CONSEGNE –
1. Rispondi a queste domande sul brano proposto:
(a) Con quale ministero la federazione sta collaborando a stretto contatto in questi mesi?
(b) Qual è la durata massima dei finanziamenti chiamati «mutui light»?
(c) Chi rappresenta la Fise nei rapporti internazionali?
2. Spiega perché, secondo il brano proposto, Cesare Croce è la persona più adatta a curare i rapporti internazionali della Fise.

BRANO PROPOSTO –
# # # #
D. Come la federazione tutela le istanze delle varie categorie rappresentate?
R. La nostra è una federazione molto attenta alle esigenze dei propri tesserati. Attraverso i nostri dipartimenti dialoghiamo con i vari ministeri interessati, mi riferisco alle problematiche dei trasporti dei cavalli, della salute etc. Proprio in questi mesi stiamo lavorando a stretto contatto con il ministero della Salute per le vicende che riguardano il trasporto dei cavalli e il famoso modello 4. Sono state cambiate le regole, nell’era della digitalizzazione, i nostri dipartimenti sono a lavoro per trovare le migliori soluzioni con le varie istituzioni e poi comunicare direttamente con i tesserati.

D. Firmato l’accordo con l’Istituto per il Credito sportivo e l’iniziativa «Top of the sport». Di cosa si tratta, nello specifico?
R. Si tratta di una nuova grande opportunità di sviluppo per gli sport equestri. La nostra è stata la prima federazione a stipulare l’accordo con l’ICS dopo la presentazione alla Giunta nazionale del CONI. Si tratta di un’iniziativa che garantisce, per i prossimi tre anni, a tutte le associazioni affiliate la possibilità di usufruire di finanziamenti denominati «mutui light» della durata massima di 7 anni per un credito erogato dalla banca dello sport da 10 mila a 60 mila euro. Tutti gli affiliati potranno fare richiesta attraverso una procedura istruttoria semplificata e con la sola garanzia nella misura dell’80 per cento concessa da parte del Fondo di garanzia, fondo dello Stato in gestione al Credito sportivo. L’Istituto del credito sportivo si è impegnato a garantire finanziamenti per un importo massimo di 3 milioni di euro anche per investimenti in centri federali, impianti di preparazione olimpica e attrezzature top. Credo sia un’opportunità volta alla crescita che il nostro mondo non può farsi sfuggire.

D. È prossima l’assemblea generale della FEI, Fédération Equestre Internationale. In che modo la Fise è considerata, e quali gli argomenti che porterete alla platea internazionale?
R. Cesare Croce è il nostro rappresentante per i rapporti internazionali, quindi non solo per la FEI, ma anche per la EEF (Federazione Equestre Europea). Croce, già presidente della Fise per ben tre quadrienni, è la persona più adatta a ricoprire questo incarico, per la competenza, il carisma e la grande considerazione a livello internazionale. In FEI ha ricoperto per diversi anni anche il ruolo di presidente del Gruppo I, ovvero in rappresentanza delle maggiori federazioni d’Europa. Credo che questo basti per capire che a livello internazionale la Fise ha grandi interlocutori ed è quindi tenuta in grande considerazione. Alla prossima assemblea sono tante le argomentazioni poste dalla FEI sul tavolo di lavoro, dalle prossime Olimpiadi di Tokyo ai regolamenti delle varie discipline. L’Italia sarà in grado come sempre di dire la sua.
# # # #
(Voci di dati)
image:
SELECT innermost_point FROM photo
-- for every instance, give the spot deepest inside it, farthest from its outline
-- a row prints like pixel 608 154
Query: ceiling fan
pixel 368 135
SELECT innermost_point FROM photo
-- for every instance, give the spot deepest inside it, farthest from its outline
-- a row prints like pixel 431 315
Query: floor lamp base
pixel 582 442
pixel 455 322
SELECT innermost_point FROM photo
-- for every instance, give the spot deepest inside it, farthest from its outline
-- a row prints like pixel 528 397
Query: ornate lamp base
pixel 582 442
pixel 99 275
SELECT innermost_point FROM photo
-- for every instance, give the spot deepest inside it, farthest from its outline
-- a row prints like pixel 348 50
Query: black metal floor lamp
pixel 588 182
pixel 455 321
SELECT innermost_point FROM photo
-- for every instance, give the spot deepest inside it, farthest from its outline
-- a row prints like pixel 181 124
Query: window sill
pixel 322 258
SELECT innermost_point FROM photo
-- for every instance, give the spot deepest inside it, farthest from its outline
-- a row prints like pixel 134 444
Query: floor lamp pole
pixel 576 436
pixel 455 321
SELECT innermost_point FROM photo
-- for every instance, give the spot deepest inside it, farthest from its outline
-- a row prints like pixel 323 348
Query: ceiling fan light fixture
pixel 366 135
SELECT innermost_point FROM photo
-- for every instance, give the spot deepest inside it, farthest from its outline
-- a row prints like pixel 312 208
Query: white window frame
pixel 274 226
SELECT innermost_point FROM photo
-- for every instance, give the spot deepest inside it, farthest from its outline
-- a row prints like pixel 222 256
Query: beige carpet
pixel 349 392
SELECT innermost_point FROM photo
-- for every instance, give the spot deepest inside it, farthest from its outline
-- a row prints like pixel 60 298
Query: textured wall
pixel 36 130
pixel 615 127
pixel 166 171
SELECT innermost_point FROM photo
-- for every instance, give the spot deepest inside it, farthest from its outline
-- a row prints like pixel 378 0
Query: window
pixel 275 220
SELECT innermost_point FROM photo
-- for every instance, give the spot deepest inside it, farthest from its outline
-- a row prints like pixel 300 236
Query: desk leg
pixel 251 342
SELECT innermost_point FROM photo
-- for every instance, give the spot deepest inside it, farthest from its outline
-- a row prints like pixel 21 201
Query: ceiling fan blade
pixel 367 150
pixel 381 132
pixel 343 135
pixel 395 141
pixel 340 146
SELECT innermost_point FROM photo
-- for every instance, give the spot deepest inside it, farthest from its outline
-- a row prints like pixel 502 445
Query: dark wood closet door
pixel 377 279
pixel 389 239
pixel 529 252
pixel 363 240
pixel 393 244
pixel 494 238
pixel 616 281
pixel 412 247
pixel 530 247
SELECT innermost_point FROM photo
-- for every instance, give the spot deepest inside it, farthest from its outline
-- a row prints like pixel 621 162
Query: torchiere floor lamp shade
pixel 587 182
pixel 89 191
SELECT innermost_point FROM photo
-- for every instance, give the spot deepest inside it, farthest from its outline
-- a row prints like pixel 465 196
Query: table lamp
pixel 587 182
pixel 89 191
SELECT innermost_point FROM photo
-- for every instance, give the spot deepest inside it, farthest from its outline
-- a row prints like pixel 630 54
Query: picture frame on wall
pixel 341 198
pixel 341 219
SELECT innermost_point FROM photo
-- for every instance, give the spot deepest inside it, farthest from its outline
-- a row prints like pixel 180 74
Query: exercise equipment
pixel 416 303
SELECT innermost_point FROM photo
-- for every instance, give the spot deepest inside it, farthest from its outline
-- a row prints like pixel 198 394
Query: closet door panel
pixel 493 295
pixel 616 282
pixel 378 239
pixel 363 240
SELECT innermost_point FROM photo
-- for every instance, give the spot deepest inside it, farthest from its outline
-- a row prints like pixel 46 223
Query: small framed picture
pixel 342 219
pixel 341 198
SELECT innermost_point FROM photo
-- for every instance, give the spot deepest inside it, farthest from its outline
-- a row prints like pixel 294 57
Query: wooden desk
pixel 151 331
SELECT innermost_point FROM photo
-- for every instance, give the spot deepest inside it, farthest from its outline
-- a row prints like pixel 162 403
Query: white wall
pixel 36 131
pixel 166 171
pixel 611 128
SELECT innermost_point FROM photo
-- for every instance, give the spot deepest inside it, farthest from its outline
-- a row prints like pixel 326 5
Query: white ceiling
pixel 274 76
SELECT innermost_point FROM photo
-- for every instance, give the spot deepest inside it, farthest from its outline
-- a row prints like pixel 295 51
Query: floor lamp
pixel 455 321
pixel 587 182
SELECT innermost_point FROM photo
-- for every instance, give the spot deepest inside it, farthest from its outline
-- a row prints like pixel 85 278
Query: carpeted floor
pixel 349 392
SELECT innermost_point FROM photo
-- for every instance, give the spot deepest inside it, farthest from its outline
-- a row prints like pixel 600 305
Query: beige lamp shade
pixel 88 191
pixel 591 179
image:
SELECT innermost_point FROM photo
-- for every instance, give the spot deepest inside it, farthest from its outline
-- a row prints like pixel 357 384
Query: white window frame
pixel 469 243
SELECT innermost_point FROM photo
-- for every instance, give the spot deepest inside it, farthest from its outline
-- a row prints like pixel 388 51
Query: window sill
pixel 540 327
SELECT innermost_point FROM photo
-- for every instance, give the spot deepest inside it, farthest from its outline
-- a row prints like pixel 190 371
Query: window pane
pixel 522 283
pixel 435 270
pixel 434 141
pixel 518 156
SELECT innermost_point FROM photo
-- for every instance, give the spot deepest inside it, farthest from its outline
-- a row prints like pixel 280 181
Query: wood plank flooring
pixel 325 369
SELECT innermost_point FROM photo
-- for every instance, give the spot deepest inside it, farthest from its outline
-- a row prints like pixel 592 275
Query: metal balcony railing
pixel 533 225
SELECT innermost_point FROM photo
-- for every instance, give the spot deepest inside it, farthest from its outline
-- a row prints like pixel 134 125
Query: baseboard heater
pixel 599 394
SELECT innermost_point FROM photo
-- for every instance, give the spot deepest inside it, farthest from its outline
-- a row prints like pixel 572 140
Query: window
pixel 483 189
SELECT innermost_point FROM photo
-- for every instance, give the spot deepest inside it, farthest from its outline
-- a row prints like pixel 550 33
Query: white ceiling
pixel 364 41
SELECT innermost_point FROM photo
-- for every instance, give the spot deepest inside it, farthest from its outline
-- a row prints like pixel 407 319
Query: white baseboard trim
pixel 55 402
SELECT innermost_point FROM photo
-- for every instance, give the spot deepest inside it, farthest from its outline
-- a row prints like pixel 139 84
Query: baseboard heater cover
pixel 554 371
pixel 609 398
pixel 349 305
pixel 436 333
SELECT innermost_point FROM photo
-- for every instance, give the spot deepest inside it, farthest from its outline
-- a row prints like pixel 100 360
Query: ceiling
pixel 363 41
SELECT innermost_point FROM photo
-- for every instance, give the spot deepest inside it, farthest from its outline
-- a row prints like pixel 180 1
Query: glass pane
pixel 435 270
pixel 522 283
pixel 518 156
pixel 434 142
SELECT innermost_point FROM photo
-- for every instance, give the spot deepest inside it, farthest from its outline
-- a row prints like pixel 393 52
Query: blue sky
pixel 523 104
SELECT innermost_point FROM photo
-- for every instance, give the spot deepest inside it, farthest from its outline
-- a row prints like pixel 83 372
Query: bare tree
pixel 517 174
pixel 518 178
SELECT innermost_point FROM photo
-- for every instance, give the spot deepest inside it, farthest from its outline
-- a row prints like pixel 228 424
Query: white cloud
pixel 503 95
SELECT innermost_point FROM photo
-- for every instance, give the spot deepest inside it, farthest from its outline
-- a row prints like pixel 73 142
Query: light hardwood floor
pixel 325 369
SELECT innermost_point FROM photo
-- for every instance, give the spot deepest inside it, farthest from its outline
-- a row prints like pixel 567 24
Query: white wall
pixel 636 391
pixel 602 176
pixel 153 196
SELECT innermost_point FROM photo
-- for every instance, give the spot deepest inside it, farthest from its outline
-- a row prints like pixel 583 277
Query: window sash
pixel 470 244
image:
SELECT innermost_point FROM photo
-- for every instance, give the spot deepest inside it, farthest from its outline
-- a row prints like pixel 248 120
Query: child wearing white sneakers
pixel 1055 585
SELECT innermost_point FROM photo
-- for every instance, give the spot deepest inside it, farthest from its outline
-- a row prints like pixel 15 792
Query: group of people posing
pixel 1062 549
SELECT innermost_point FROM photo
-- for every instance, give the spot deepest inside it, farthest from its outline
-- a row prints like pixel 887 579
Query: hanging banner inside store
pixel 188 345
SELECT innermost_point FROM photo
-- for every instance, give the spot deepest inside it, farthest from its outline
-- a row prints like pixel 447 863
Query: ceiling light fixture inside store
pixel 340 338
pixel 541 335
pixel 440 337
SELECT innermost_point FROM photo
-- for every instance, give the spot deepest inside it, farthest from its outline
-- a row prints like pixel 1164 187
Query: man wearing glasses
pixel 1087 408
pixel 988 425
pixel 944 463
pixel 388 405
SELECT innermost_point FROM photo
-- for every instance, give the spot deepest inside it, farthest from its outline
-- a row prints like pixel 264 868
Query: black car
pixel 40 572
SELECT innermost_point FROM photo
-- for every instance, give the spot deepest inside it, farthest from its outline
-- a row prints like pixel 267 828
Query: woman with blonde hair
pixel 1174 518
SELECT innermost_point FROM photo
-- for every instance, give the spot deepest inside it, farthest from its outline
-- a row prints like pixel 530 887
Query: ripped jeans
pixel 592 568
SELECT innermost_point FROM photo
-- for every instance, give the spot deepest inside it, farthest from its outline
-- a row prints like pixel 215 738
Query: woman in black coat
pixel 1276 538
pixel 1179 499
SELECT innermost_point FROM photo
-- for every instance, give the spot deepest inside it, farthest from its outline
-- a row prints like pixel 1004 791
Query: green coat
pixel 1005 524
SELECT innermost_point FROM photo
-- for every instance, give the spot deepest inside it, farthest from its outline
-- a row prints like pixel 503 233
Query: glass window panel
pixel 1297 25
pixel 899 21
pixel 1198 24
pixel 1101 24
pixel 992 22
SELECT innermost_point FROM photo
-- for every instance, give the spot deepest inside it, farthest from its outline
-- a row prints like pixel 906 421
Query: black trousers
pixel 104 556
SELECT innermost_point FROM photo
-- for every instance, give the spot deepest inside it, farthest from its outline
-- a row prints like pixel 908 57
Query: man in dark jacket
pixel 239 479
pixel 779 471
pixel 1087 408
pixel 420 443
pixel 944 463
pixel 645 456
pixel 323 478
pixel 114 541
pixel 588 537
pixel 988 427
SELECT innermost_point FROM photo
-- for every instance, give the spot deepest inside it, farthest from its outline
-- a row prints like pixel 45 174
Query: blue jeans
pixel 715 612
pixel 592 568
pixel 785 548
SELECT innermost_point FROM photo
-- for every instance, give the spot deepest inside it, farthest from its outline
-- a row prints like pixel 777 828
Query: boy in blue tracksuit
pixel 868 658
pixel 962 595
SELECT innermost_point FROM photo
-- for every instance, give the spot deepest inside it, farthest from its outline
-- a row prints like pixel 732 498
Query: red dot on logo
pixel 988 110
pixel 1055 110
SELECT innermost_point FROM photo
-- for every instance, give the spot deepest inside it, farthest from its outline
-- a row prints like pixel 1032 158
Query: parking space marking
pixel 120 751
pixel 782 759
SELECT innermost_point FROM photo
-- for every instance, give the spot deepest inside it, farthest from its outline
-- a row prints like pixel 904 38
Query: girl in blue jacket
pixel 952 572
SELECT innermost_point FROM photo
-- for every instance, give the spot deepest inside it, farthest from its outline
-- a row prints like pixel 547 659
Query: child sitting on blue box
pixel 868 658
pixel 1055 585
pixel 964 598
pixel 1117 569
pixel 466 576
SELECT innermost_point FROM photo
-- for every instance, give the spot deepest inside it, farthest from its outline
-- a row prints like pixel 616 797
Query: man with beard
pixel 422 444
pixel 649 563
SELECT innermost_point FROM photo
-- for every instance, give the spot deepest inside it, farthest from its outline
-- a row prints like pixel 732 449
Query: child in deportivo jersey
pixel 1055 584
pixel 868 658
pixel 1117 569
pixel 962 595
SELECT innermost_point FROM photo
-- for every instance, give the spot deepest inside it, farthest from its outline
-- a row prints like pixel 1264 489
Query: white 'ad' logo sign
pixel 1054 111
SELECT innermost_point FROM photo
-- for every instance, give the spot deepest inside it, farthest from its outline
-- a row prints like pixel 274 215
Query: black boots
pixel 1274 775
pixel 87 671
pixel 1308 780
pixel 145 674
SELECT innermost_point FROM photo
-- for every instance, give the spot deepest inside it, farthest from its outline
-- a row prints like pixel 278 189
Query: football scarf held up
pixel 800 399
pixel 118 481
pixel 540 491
# # # #
ESERCIZI SVOLTI –
1.
(a) Con il ministero della Salute.
(b) Sette anni.
(c) Cesare Croce.

2. Secondo il brano, Cesare Croce è la persona più adatta per la sua competenza e il suo carisma. Conta anche la grande considerazione di cui gode a livello internazionale.